▸ DIRECTIONS:
Report every line of the records below that contains the string "mask", copying each such line in full. Case counts.

____

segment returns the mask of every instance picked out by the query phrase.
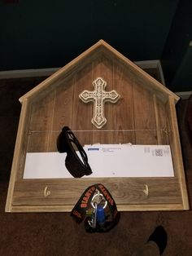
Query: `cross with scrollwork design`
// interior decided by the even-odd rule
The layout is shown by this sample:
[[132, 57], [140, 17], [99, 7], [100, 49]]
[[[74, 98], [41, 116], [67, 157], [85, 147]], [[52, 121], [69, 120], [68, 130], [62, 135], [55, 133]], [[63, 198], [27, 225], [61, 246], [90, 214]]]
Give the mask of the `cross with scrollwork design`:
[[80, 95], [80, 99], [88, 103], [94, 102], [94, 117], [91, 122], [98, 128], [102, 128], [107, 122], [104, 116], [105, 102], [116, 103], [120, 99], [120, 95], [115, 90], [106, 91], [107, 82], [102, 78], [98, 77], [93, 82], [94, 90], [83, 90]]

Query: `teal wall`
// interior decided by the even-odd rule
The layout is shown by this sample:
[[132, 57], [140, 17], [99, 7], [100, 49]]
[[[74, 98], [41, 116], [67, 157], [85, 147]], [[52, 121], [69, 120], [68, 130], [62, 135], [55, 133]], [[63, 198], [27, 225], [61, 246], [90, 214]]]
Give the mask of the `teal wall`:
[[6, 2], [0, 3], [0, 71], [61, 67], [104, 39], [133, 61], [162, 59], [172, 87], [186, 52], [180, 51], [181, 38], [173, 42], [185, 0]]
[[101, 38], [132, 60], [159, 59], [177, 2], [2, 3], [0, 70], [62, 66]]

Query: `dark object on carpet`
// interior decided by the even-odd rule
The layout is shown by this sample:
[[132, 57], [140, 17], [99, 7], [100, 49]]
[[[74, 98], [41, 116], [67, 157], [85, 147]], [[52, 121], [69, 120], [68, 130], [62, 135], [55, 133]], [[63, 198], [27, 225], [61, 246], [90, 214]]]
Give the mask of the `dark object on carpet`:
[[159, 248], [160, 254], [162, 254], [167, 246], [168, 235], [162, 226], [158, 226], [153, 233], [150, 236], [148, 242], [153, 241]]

____

▸ FULL OUTPUT:
segment returns the mask of every instance picked out by the query phrase.
Give the mask of the `cross with scrollwork design`:
Give the mask of the `teal wall`:
Give the mask of the `dark object on carpet`:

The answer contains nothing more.